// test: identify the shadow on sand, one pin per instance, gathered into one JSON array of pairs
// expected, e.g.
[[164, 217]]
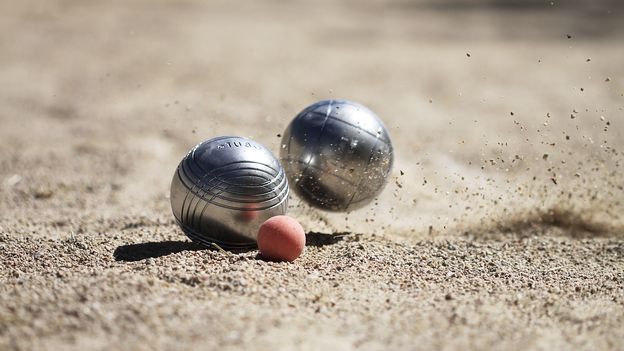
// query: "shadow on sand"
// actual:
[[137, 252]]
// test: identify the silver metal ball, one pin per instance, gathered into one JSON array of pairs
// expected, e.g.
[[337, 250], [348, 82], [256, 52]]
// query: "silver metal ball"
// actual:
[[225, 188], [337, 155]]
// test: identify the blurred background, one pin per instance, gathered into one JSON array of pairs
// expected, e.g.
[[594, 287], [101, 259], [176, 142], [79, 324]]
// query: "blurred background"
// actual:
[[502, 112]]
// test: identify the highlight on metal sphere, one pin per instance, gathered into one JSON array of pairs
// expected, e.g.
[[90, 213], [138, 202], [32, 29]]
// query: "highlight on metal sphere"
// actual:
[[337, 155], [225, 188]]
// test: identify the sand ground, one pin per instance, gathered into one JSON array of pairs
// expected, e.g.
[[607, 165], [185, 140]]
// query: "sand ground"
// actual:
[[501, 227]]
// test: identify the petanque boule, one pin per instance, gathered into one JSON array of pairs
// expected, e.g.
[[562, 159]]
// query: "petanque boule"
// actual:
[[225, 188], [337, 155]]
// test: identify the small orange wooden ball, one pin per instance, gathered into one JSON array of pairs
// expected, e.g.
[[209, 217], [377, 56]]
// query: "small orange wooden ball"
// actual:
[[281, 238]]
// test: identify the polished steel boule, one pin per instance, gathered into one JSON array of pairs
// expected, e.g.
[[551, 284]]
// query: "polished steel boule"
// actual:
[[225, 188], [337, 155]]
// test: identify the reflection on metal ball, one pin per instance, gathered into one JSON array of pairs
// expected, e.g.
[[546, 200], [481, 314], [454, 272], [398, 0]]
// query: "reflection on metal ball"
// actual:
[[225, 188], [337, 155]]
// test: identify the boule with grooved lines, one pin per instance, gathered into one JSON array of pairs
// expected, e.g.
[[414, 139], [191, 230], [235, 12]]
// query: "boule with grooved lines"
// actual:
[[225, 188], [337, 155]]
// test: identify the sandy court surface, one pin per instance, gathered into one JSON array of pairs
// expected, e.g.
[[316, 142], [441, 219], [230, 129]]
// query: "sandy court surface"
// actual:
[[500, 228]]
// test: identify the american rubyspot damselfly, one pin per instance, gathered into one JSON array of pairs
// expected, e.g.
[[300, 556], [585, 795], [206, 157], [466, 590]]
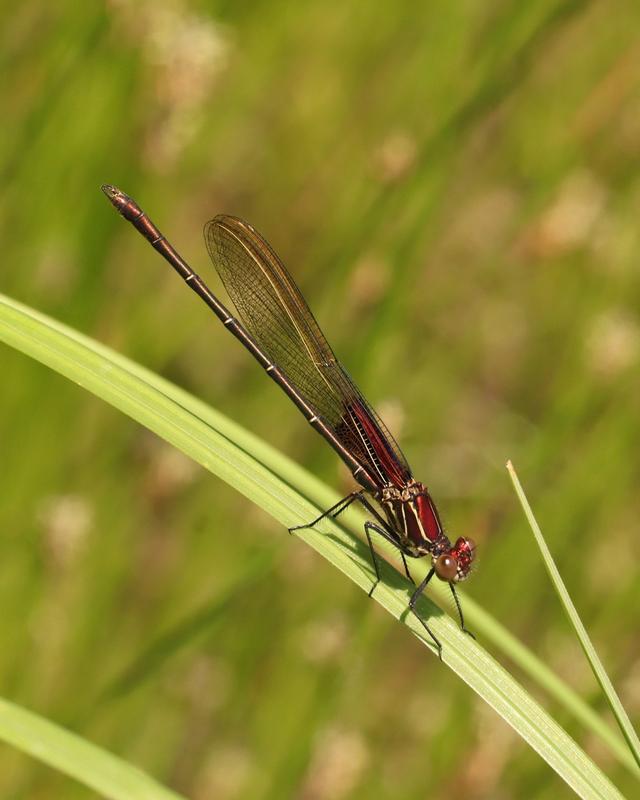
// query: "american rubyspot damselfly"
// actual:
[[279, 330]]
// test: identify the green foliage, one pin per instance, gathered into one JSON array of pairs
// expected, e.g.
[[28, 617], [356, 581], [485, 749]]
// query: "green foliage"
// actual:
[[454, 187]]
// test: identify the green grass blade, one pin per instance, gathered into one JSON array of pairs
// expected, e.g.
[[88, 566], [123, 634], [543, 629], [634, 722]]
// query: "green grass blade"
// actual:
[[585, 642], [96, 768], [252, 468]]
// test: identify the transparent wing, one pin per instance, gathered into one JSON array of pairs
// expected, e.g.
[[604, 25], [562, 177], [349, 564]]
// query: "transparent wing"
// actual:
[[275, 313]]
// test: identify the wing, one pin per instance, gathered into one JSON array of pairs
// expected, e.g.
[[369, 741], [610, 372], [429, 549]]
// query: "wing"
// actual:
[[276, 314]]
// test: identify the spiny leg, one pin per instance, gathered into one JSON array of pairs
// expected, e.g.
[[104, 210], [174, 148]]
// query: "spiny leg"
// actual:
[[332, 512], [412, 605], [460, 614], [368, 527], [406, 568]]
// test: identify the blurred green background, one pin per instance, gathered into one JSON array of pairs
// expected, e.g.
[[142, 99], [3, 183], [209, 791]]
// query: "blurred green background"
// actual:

* Task description
For each record above, write it out exactly and omit any picture.

* Answer to this task
// test: identify the shadow on sand, one pin per instance, gathered into one JSON array of pairs
// expected, e.g.
[[164, 217]]
// query: "shadow on sand"
// actual:
[[137, 252]]
// test: identify the silver metal ball, one pin per instance, gathered into one JSON array of pairs
// expected, e.g.
[[337, 250], [348, 82], [256, 52]]
// query: "silver metal ball"
// actual:
[[225, 188], [337, 155]]
// test: identify the blurred background, one pin per instance, gathered into one JSON array of pairs
// expected, e.g.
[[594, 287], [101, 259], [176, 142], [79, 324]]
// query: "blurred background"
// actual:
[[502, 112]]
// test: identify the highlight on metal sphere, one pin per instance, gathered into one JSON array of pairs
// expected, e.g.
[[90, 213], [138, 202], [32, 29]]
// query: "highlight on metal sphere"
// actual:
[[337, 155], [225, 188]]
// test: identify the sand ground, one pin per instance, gathered into one JSON array of pairs
// expected, e.g.
[[607, 165], [185, 140]]
// query: "sand ground"
// actual:
[[501, 227]]
// test: identify the petanque boule, one pin per instance, gathered into one JSON array of pairs
// expected, e.g.
[[562, 159]]
// query: "petanque boule"
// actual:
[[225, 188], [337, 155]]
// test: identify the small orange wooden ball, one pin per instance, gathered into one JSON array of pairs
// expected, e.g.
[[209, 217], [377, 56]]
// query: "small orange wooden ball"
// actual:
[[281, 238]]
// test: identify the polished steel boule, one pin per instance, gathered into one JSON array of pairs
// expected, e.g.
[[551, 284]]
// query: "polished steel boule"
// actual:
[[225, 188], [337, 155]]
// test: identify the reflection on metal ball, one pin per instance, gathered into one JSON array of pairs
// expected, e.g.
[[546, 200], [481, 314], [454, 272], [398, 0]]
// query: "reflection on metal ball"
// actual:
[[225, 188], [337, 155]]
// test: identify the boule with grooved lines, one pin per instance, gathered into one JSON array of pairs
// expected, e.g.
[[414, 139], [191, 230], [235, 12]]
// query: "boule with grooved lines"
// actual:
[[225, 188], [337, 155]]
// test: identify the sandy court surface, one pin per instance, gathered into one JSON array of pairs
// expected, e.g.
[[316, 142], [441, 219], [230, 129]]
// query: "sandy court surface"
// actual:
[[500, 228]]
// test: identify the american rubyspot damselfly, one pin per instance, gathered into one JSON array of pairs
// expected, e.g.
[[300, 556], [585, 795], [206, 157], [466, 590]]
// query: "american rubyspot damselfly"
// actual:
[[279, 330]]
// test: identify the green foliage, one pin per instance, gathered into one JSON array of pairs
// expected, e.g.
[[28, 617], [356, 581], [485, 749]]
// query: "green foliage"
// actual:
[[454, 187]]
// test: identify the green grass blade, one pin per instance, gathered into one JSON array of pairs
// expected, e.g.
[[88, 566], [123, 634], [543, 629], [634, 722]]
// query: "green grass blade"
// actual:
[[585, 642], [96, 768], [252, 468]]
// test: identify the transparent wing, one pin per instance, gathered into one JSON array of pairs
// expected, e.g.
[[604, 25], [562, 177], [349, 564]]
// query: "transparent wing"
// actual:
[[275, 313]]
// test: identify the wing, one pin per instance, gathered into one JSON array of pairs
// expected, e.g.
[[369, 741], [610, 372], [429, 549]]
// query: "wing"
// actual:
[[276, 314]]
// test: identify the spiny leg, one pin per instance, gathered into one JSON array of pairs
// expected, e.g.
[[104, 210], [174, 148]]
// query: "spiny leg"
// actual:
[[332, 512], [412, 605], [460, 614], [368, 527], [406, 568]]
// test: identify the blurred green background, one pin per instance, gathered into one JSON array of pairs
// expected, e.g.
[[142, 99], [3, 183], [209, 791]]
// query: "blurred green background"
// actual:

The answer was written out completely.